Texte fourni
'''
Ce lieu est de plus  en plus vidé en raison du règne du banditisme. Une population errante alors stable et tranquille dans le temps. Carrefour Feuilles était récemment un lieu d’hospitalité des gens d’autres quartiers fuyant la terreur à Martissant, la Plaine du Cul de Sac, Canaan, et Petite Rivière de l’Artibonite.

 

Carrefour Feuilles est exposé aux pluies de balles qui fusent dans toutes les directions. Aussi a-t-il connu des viols, des tueries. On évoque le projet fumeux de prébendes et de rentes dans le contrôle des mines de carrières et de sable. Le rançonnement de marchés et des activités économiques. Le contrôle des installations d’eau potable et le monopole du commerce et de la distribution de l’eau dans la zone ont garanti le pouvoir invisible des groupes armés , visibilisé de nos jours. Les dépossessions, occupations de terrains et de propriétés sont imminentes. Des maisons ont été même détruites dans des incendies d’origine criminelle. Des gens sont davantage décapitalisés et dans l’attentisme du programme Humanitarian Parole (Prorgamme de Biden couramment dénommé).

Il pleut sur Carrefour Feuilles quand des marées humaines se déferlent des montagnes vers des migrations internes et chaotiques. Malgré l’érosion, les gens se sont nourris du mythe d’habiter dans un décor aride, populeux et insalubre. Pour un Occidental, c’est inimaginable d’habiter des lieux imminemment à risques environnentaux. Des études des populations en situation de relocalisation au Canada (Maltais et autres,2001), » des victimes malgré les risques imminents auxquels elles se sont constamment exposées se maintiennent dans leur milieu de vie. Elles se déplacent certes, mais reviennent pour se réapproprier les terrains ». En effet, l’attachement à la demeure s’associe à des liens affectifs très forts pour ces populations. L’habitat a la fonction d’identification personnelle et d’extension ou de prolongement de l’individu. Les luttes pour le droit à la terre ont fait de l’Haïtien un acteur en relation ombilicale à la terre. Le revirement de l’histoire a donné le champ à la fuite, l’exil et l’abandon pour s’installer dans l’itinérance à la recherche d’un refuge au milieu de n’importe où pour parodier Mary Pipper.
'''
Consignes
a) D'après le texte sur Carrefour Feuilles, de quels quartiers venaient les gens que ce lieu accueillait récemment ?
b) Rédigez la suite du texte sur Carrefour Feuilles, en reprenant après sa dernière phrase.
Les items ne jouent aucun rôle dans ce travail.

Données de pointage de régions:
'''
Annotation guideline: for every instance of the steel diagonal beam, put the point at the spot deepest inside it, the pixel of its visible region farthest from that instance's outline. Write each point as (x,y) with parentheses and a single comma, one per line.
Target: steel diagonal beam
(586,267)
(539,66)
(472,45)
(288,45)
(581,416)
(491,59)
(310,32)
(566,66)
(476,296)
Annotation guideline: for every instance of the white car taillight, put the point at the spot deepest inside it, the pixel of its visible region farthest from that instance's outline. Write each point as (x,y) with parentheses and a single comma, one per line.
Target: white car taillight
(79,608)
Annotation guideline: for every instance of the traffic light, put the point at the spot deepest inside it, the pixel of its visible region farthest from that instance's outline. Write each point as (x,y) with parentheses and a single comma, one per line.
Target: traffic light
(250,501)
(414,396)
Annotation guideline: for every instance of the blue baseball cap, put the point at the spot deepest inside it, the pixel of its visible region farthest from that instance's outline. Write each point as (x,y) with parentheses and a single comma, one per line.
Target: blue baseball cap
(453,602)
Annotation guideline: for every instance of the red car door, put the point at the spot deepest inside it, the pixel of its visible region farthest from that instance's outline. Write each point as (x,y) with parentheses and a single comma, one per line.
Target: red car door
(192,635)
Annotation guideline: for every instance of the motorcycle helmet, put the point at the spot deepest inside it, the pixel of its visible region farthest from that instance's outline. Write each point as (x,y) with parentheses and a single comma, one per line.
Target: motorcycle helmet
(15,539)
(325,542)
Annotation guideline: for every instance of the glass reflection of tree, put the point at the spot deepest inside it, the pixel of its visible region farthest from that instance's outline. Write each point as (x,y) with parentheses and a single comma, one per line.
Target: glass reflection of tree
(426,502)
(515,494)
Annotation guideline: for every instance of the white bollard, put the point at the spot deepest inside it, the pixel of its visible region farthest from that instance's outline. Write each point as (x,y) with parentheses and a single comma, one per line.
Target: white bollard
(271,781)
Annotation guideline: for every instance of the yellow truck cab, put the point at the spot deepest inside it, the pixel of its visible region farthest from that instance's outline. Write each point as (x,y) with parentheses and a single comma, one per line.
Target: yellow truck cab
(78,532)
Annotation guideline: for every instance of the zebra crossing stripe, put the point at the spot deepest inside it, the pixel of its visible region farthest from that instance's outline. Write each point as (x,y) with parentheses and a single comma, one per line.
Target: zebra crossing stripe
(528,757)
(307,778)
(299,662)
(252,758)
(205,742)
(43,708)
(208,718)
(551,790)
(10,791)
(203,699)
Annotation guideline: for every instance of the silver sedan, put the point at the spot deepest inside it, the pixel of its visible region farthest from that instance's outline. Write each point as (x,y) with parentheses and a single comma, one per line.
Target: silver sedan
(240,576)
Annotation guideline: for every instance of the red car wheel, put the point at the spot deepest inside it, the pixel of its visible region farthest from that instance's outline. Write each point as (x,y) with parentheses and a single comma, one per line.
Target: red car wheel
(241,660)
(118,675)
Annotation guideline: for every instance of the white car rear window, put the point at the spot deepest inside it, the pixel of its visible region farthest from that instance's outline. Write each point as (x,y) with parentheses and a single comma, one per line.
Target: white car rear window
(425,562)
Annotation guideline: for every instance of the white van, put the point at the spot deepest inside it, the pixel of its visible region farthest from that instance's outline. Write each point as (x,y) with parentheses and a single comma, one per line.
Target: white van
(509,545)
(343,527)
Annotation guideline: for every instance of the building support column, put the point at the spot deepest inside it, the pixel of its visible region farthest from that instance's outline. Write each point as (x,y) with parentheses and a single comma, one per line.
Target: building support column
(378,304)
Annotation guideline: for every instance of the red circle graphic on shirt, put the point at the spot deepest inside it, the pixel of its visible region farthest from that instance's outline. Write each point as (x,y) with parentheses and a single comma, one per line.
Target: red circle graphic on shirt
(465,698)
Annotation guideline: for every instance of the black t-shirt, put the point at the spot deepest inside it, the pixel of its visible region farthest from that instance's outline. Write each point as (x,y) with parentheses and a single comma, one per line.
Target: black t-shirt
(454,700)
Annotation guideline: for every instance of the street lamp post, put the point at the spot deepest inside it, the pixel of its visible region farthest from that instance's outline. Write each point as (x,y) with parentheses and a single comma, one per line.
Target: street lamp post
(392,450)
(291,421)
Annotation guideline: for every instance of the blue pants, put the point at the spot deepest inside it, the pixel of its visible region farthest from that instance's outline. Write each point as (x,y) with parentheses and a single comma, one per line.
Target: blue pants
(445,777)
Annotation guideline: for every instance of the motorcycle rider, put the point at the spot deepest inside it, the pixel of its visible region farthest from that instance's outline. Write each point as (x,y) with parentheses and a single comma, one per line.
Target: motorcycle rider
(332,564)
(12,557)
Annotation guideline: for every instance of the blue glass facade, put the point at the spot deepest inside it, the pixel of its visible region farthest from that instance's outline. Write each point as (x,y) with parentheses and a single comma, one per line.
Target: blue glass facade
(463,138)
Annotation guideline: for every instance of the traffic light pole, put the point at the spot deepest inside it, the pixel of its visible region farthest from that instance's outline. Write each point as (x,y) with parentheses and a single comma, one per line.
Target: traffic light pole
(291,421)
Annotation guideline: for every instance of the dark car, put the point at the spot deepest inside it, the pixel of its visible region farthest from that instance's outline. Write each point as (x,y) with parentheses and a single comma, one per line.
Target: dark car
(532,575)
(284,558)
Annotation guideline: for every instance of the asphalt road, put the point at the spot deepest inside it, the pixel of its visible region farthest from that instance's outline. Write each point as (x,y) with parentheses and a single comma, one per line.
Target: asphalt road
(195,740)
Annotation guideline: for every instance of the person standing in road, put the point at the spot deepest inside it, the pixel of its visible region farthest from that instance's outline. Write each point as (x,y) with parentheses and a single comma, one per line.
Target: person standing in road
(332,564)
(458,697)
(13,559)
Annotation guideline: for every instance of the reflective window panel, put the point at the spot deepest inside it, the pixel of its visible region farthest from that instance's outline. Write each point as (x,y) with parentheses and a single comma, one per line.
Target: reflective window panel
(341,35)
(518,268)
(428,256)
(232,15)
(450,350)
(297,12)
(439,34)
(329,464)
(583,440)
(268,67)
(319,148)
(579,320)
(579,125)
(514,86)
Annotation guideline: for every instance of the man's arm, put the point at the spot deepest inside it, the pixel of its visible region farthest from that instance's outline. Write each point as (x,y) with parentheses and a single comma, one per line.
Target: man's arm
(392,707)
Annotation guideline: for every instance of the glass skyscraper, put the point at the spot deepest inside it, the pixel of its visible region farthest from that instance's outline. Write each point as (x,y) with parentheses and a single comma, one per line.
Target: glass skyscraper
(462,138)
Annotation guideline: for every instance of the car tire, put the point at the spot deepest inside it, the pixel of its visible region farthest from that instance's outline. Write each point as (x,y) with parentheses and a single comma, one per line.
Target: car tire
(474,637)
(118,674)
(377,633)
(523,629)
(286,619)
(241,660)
'''
Réponses rédigées
a) De Martissant, de la Plaine du Cul de Sac, de Canaan et de Petite Rivière de l'Artibonite.

b)
 

Il pleut sur Carrefour Feuilles

 

Les Haïtiens s’identifient du fait leur forte peur de la pluie. Ils n’ont pas peur des balles, à se rappeler leur rôle de spectateurs actifs lors de la guerre des  corps militaires de Palais national contre ceux des Casernes Dessalines.

Les Haïtiens n’ont pas peur de la pluie. Ils sont aussi attachés à leur demeure ou à la terre. Les voici abdiqués à des réflexes et attaches jonchés à de longues traditions ancestrales.

 

Il pleut sur Carrefour Feuilles et c’est le déracinement de la population de Carrefour Feuilles qui s’est installée dans sa culture de riverains et de sédentaires paisibles, chaleureux et hospitaliers.

 

Il pleut sur Carrefour Feuilles, et les habitants de Carrefour Feuilles ont peur de la pluie des balles de la haine, de l’exclusion, de l’esclavagisme et des séquestrations sous la coupe de la complicité de l’État.

 

Il était une fois l’Amérique centrale avait expérimenté la guerre de basse intensité des escadrons de la mort, dans les années 1980. C’est comme une reddition en Haïti. Les quartiers sont pris en otage et la décentralisation sous les décombres. Qu’en est-il de l’effort des pouvoirs publics à endiguer la terreur dans les quartiers. Un ancien président du Sénat de la République d’Haïti a fait état d’un banditisme d’État. « Se li k konnen », soit une formule créole qui renvoie au secret de polichinelle.

 

Il était une fois Carrefour Feuilles dans un sens d’appartenance et d’identité locale très fort des habitants.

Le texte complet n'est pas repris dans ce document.